EDWIN EPPS, of whom much will be said during the remainder of this history, is a large, portly, heavybodied man with light hair, high cheek bones, and a Roman nose of extraordinary dimensions. He has blue eyes, a fair complexion, and is, as I should say, full six feet high. He has the sharp, inquisitive expression of a jockey.
His manners are repulsive and coarse, and his language gives speedy and unequivocal evidence that he has never enjoyed the advantages of an education. He has the faculty of saying most provoking things, in that respect even excelling old Peter Tanner. When sober, he was silent, reserved and cunning, not beating us indiscriminately, as in his drunken moments, but sending the end of his rawhide to some tender spot of a lagging slave, with a sly dexterity peculiar to himself. He had been a driver and overseer in his younger years, but at this time was in possession of a plantation on Bayou Huff Power, two and a half miles from Holmesville, eighteen from Marksville, and twelve from Cheneyville.

▶ **Supplied data**:

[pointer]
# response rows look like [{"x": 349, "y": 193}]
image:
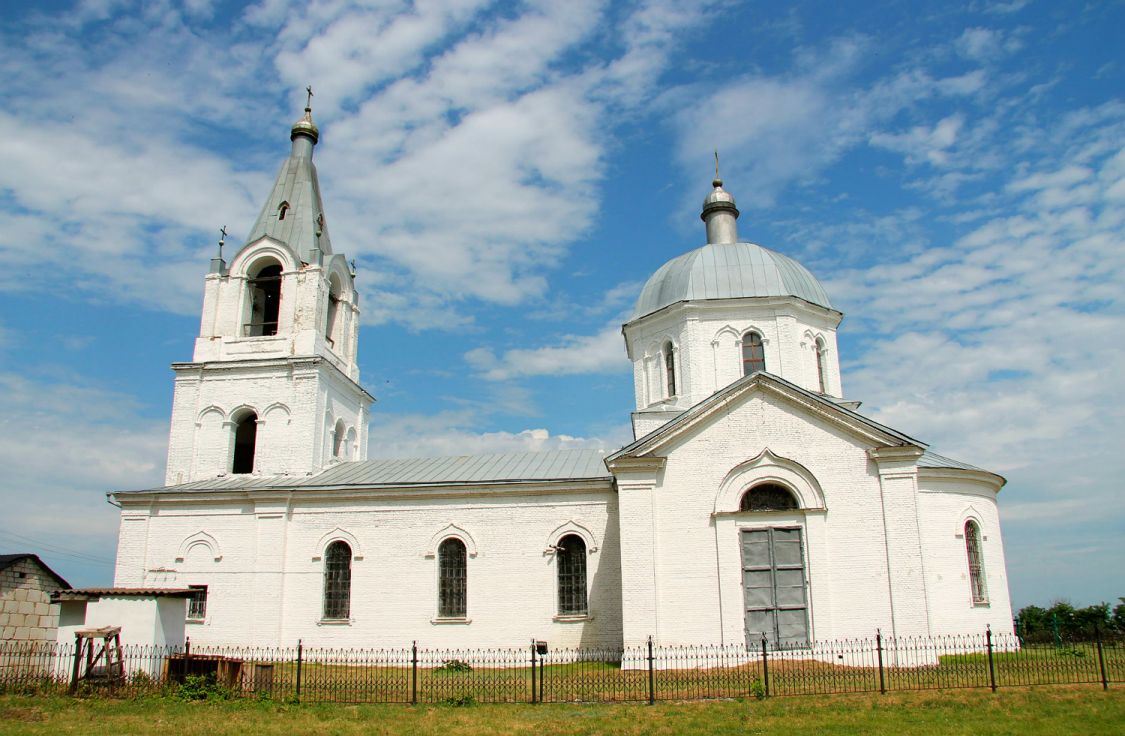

▶ **Written tasks**:
a: In the text about Edwin Epps, how far is his plantation on Bayou Huff Power from Holmesville?
b: Pull out the passage of the text about Edwin Epps word for word, beginning at the words "His manners are" and stopping after the words "twelve from Cheneyville.".
The data has nothing to do with the text about Edwin Epps.

▶ **Expected results**:
a: Two and a half miles.

b:
His manners are repulsive and coarse, and his language gives speedy and unequivocal evidence that he has never enjoyed the advantages of an education. He has the faculty of saying most provoking things, in that respect even excelling old Peter Tanner. When sober, he was silent, reserved and cunning, not beating us indiscriminately, as in his drunken moments, but sending the end of his rawhide to some tender spot of a lagging slave, with a sly dexterity peculiar to himself. He had been a driver and overseer in his younger years, but at this time was in possession of a plantation on Bayou Huff Power, two and a half miles from Holmesville, eighteen from Marksville, and twelve from Cheneyville.